Texte fourni —
3e lettre de La Roque-d’Anthéron au pianiste inconnu
Grosvenor, l’ami anglais
Benjamin Grosvenor © Valentine Chauvin
Cher,
on avait un peu honte lundi soir, contrairement à la veille et au lendemain, face à une audience bien en-dessous de ce que méritait un des meilleurs pianistes de sa génération. Tant pis pour ceux qui n’étaient pas là mais quand même… cela ressemblait à du gâchis. Même si les présents acclamèrent le jeune homme comme il se devait, ce qui ramena le sourire sur son visage poupin.
Et cependant j’émettrai quelques réserves, sans doute inattendues, sur un des gros morceaux du programme, la “Fantaisie” de Schumann. Mais reprenons. Benjamin Grosvenor, 33 ans depuis peu, si anglais, surgit paisiblement en noeud papillon noir, chemise blanche, pochette rouge, très “de l’ancien temps” et cela fait du bien. Il s’assied, déploie très joliment une courte pièce de Schumann déjà, le “Blumenstuck” (Morceau fleuri) C’est charmant, tendre comme tout, plein de bonheur et de paix. Il semble que, malgré la distance (Clara joue à Paris, Robert est resté à Vienne), le couronnement de leur amour est proche, le garçon pleure de bonheur ou rit de mélancolie, avec de grands sentiments romantiques, il en ressort, par exemple, ce “Blumenstuck” que Grosvenor joue comme il le faut, avec simplicité, élégance, sans y mettre des intentions qui n’y sont pas.
© Valentine Chauvin
Un “Blumenstuck” qui est comme une introduction à ce monument schumannien si difficile qu’est la grande “Fantaisie opus 17” Antérieure de deux ou trois ans, cri d’amour tourmenté, flirtant avec la demi-heure, et d’une forme si bizarre où, vraiment, dans le premier mouvement, se succèdent les états d’âme les plus variés, les plus changeants, les plus… schumanniens, avec ces couleurs du romantisme (il suffit de lire un Musset) où à l’intérieur d’une même phrase (musicale ou littéraire) on passe sans transition de l’exaltation au désespoir.

Objectif — Réécrivez le passage du texte fourni allant de « Et cependant j’émettrai » jusqu'à « n’y sont pas. », en remplaçant « rouge » par « bleue ». Les données ci-après forment un matériau indépendant du texte fourni.

Extrait de données —
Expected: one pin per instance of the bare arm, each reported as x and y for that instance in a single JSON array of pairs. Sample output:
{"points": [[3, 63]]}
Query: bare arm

Résultat ci-dessous —
Et cependant j’émettrai quelques réserves, sans doute inattendues, sur un des gros morceaux du programme, la “Fantaisie” de Schumann. Mais reprenons. Benjamin Grosvenor, 33 ans depuis peu, si anglais, surgit paisiblement en noeud papillon noir, chemise blanche, pochette bleue, très “de l’ancien temps” et cela fait du bien. Il s’assied, déploie très joliment une courte pièce de Schumann déjà, le “Blumenstuck” (Morceau fleuri) C’est charmant, tendre comme tout, plein de bonheur et de paix. Il semble que, malgré la distance (Clara joue à Paris, Robert est resté à Vienne), le couronnement de leur amour est proche, le garçon pleure de bonheur ou rit de mélancolie, avec de grands sentiments romantiques, il en ressort, par exemple, ce “Blumenstuck” que Grosvenor joue comme il le faut, avec simplicité, élégance, sans y mettre des intentions qui n’y sont pas.